(TEKS SUMBER)
○ ○ ○ ○

Sigit menuturkan, meski populasi sepeda motor besar, tetapi dari data yang pihaknya dapat, kendaraan roda dua ini tak berpengaruh besar terhadap pencemaran udara.
“Makanya untuk kebijakan ganjil-genap, roda dua dikecualikan,” kata Sigit saat dihubungi, Senin (12/8).
Kesimpulan tersebut diambil Dinas Perhubungan DKI Jakarta dari data Komite Penghapusan Bensin Bertimbal (KPBB). KPBB merupakan jaringan kerja yang dipelopori tiga organisasi nonpemerintah, yakni Indonesian Center for Environmental Law (ICEL), Lembaga Konsumen Hijau Indonesia (Lemkohi), dan Wahana Lingkungan Hidup Indonesia (Walhi).
Baru-baru ini, KPBB mengeluarkan riset terkait penyebab utama polusi udara di Ibu Kota. Berdasarkan data yang mereka kutip dari Breathe Easy Jakarta tahun 2017, sumber pencemar udara dalam bentuk partikel yang berukuran di bawah 2,5 mikron di Jakarta adalah kendaraan bermotor sebesar 57%, industri sebesar 25%, debu jalan sebesar 8%, domestik sebesar 3%, pembakaran sampah sebesar 2%, dan proses konstruksi sebesar 5%.
Sementara sumber pencemar udara dalam bentuk partikel yang berukuran di atas 2,5 mikron di Jakarta adalah kendaraan bermotor sebesar 47%, industri sebesar 22%, debu jalan sebesar 11%, domestik sebesar 11%, pembakaran sampah sebesar 5%, dan proses konstruksi sebesar 4%.
"Dari pengukuran teman-teman di KPBB ini, hasilnya roda dua tidak terlalu berpengaruh terhadap pencemaran udara," tuturnya.
Oleh karenanya, penerapan sistem ganjil-genap tetap diberlakukan hanya kendaraan roda empat, mengingat pula kepadatan ruas-ruas jalan yang dominan disesaki mobil. Penerapan ganjil-genap, kata Sigit, berpengaruh terhadap perbaikan kualitas udara di Jakarta.
Selain untuk mengurangi polusi udara, ganjil-genap juga dijadikan momen untuk mengubah perilaku pengguna kendaraan pribadi, roda empat maupun dua, untuk beralih ke transportasi umum.
Terkait skema kanalisasi sepeda motor yang akan diterapkan, Sigit mengatakan, hal itu sebenarnya sudah dilakukan menjelang pelaksanaan Asian Games di Jakarta, tahun lalu.
“Itu kan sesuai Undang-Undang Nomor 22 Tahun 2009 tentang Lalu Lintas dan Angkutan Jalan Raya. Di Pasal 18 ayat 3 menyatakan bahwa sepeda motor atau kendaraan berkecepatan rendah dan angkutan barang itu berada di lajur paling kiri,” kata Sigit.
Sigit mengatakan, marka dan rambu untuk skema jalur khusus sepeda motor akan dipersiapkan di ruas-ruas jalan yang terkena aturan ganjil-genap. Polanya, kata dia, akan sama seperti yang sudah pernah diterapkan sebelumnya, dan sesuai Undang-Undang Nomor 22 Tahun 2009 tentang Lalu Lintas dan Angkutan Jalan Raya.

○ ○ ○ ○

(INSTRUKSI A)
Menurut teks sumber, berapa persen sumbangan kendaraan bermotor terhadap pencemaran udara berupa partikel berukuran di bawah 2,5 mikron di Jakarta?
(INSTRUKSI B)
Ambil dari teks sumber bagian dari "Oleh karenanya, penerapan" hingga "ke transportasi umum." tanpa mengubah apa pun.

(Entri data hasil ekstraksi)
○ ○ ○ ○

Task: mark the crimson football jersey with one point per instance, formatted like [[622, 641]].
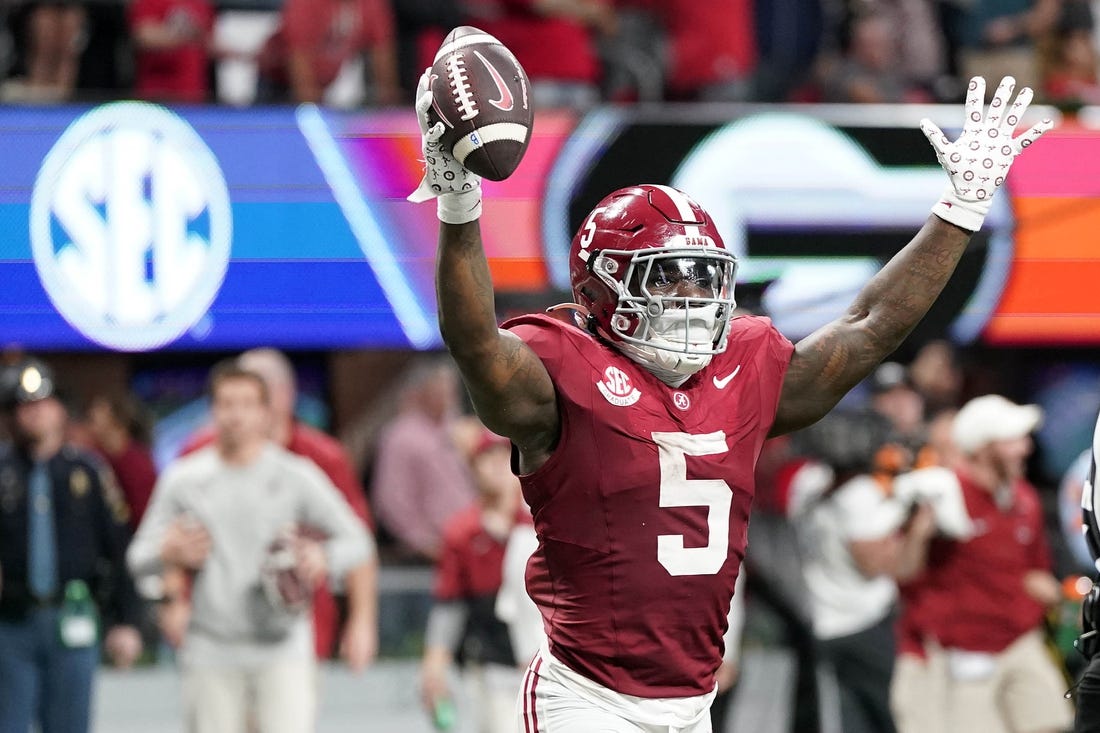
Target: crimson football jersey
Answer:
[[642, 509]]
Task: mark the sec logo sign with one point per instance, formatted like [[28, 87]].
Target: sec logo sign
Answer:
[[131, 226]]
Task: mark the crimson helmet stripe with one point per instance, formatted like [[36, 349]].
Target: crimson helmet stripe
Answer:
[[681, 204]]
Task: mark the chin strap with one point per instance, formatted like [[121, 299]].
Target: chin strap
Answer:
[[667, 365]]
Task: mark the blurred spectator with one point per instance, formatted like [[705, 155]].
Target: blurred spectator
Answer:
[[856, 537], [971, 642], [420, 480], [420, 26], [789, 37], [463, 625], [893, 396], [63, 522], [712, 52], [235, 515], [870, 69], [120, 433], [997, 37], [554, 42], [920, 40], [328, 455], [55, 37], [936, 374], [1068, 58], [171, 48], [943, 450], [319, 37]]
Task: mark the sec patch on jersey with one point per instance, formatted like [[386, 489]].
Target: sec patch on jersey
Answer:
[[481, 95]]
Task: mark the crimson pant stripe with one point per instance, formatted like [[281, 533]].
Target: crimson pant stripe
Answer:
[[530, 695], [527, 687]]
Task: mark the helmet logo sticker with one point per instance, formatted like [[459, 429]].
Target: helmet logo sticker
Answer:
[[617, 389]]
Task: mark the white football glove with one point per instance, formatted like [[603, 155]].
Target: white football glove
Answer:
[[457, 190], [978, 162]]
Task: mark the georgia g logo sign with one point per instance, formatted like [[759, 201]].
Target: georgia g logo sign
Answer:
[[131, 226]]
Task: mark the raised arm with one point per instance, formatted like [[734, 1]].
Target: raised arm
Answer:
[[510, 389], [827, 363]]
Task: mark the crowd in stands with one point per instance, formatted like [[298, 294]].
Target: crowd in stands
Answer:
[[354, 53], [888, 504]]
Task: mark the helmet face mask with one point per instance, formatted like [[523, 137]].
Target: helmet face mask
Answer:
[[672, 292], [656, 279]]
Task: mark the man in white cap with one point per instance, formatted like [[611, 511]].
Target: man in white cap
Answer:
[[970, 636]]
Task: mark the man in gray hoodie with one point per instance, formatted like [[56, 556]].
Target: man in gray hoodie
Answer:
[[227, 515]]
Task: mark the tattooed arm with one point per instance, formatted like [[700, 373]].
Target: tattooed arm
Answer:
[[509, 386], [827, 363], [831, 361]]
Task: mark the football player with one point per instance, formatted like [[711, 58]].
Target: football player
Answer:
[[637, 415]]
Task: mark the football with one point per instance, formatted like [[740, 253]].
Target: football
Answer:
[[481, 95]]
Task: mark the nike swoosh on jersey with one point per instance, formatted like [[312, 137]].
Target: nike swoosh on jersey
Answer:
[[721, 383], [506, 101]]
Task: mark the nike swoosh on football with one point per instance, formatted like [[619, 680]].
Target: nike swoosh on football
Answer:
[[506, 101], [727, 379]]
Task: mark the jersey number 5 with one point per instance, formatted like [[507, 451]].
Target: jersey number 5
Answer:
[[678, 490]]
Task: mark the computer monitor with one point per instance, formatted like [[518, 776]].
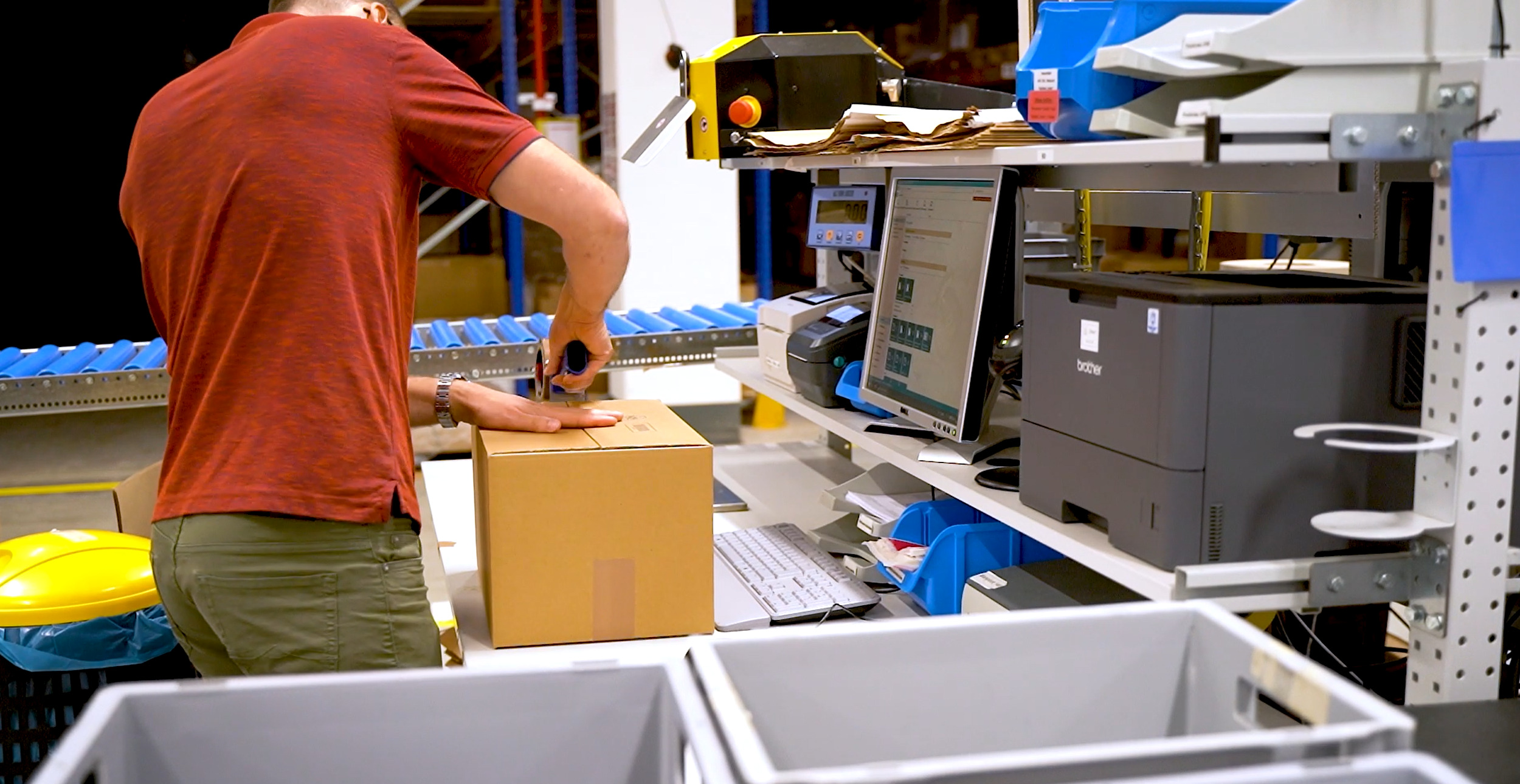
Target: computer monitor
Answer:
[[947, 292]]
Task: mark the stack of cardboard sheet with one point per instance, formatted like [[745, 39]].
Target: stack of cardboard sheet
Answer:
[[868, 128]]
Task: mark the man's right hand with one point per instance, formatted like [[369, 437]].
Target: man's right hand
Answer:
[[578, 323], [548, 186], [490, 409]]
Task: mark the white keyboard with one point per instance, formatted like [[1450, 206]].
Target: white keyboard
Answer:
[[789, 575]]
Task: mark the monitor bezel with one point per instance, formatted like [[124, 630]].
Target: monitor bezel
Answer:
[[1001, 245]]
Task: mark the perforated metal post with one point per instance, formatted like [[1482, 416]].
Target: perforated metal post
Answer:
[[1470, 390], [1084, 230], [1200, 225]]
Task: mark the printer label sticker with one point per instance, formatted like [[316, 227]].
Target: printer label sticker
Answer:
[[1089, 336]]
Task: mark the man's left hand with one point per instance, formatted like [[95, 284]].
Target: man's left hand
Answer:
[[499, 411]]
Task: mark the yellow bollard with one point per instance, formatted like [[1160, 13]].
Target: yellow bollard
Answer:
[[770, 415]]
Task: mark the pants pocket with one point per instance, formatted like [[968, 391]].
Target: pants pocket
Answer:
[[274, 625]]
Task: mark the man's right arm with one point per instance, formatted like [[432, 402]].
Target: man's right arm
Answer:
[[548, 186]]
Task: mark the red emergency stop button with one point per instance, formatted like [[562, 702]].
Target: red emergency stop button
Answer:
[[745, 111]]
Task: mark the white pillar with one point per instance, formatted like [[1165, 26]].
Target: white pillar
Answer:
[[683, 215]]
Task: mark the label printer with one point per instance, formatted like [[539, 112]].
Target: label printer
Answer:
[[786, 315], [1162, 408]]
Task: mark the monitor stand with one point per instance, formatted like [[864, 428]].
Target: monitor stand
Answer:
[[896, 426], [993, 439]]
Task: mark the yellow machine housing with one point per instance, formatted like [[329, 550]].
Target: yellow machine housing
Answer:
[[800, 81]]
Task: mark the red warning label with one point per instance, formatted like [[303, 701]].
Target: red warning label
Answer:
[[1045, 105]]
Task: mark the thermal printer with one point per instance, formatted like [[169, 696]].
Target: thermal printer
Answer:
[[818, 353], [786, 315], [1162, 406]]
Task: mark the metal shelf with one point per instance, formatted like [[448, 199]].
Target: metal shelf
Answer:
[[1241, 587], [133, 390], [1138, 151], [83, 393], [1084, 545], [516, 360]]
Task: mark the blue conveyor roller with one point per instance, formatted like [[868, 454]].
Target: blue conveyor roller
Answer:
[[686, 321], [444, 335], [718, 317], [150, 357], [514, 332], [72, 362], [539, 324], [113, 357], [748, 315], [651, 323], [479, 333], [32, 363], [618, 326]]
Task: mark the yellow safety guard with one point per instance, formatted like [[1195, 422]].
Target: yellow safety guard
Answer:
[[66, 576]]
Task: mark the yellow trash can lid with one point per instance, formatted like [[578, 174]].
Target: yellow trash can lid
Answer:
[[66, 576]]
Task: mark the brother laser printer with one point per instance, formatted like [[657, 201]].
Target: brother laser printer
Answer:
[[1162, 406]]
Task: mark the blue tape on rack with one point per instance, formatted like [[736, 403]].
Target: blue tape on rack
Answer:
[[444, 336], [1484, 177], [150, 357], [745, 314], [652, 323], [619, 326], [72, 362], [113, 357], [479, 333], [686, 321], [34, 362], [539, 324], [514, 332]]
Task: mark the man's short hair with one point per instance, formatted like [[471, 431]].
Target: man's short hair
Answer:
[[275, 7]]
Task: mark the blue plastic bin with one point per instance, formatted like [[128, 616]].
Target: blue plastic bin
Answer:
[[961, 543], [1068, 38]]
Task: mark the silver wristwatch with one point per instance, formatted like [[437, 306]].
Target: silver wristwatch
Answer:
[[441, 399]]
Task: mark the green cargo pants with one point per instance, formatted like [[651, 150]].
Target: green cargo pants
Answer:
[[253, 594]]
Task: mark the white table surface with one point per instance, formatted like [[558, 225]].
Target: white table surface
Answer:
[[780, 482]]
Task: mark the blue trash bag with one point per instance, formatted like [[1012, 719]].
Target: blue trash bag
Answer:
[[93, 645]]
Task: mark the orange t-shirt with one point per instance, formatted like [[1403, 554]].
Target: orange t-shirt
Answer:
[[272, 196]]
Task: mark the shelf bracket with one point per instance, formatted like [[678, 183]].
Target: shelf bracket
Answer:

○ ○ ○ ○

(JAWABAN TERTULIS A)
Kendaraan bermotor menyumbang 57%.

(JAWABAN TERTULIS B)
Oleh karenanya, penerapan sistem ganjil-genap tetap diberlakukan hanya kendaraan roda empat, mengingat pula kepadatan ruas-ruas jalan yang dominan disesaki mobil. Penerapan ganjil-genap, kata Sigit, berpengaruh terhadap perbaikan kualitas udara di Jakarta.
Selain untuk mengurangi polusi udara, ganjil-genap juga dijadikan momen untuk mengubah perilaku pengguna kendaraan pribadi, roda empat maupun dua, untuk beralih ke transportasi umum.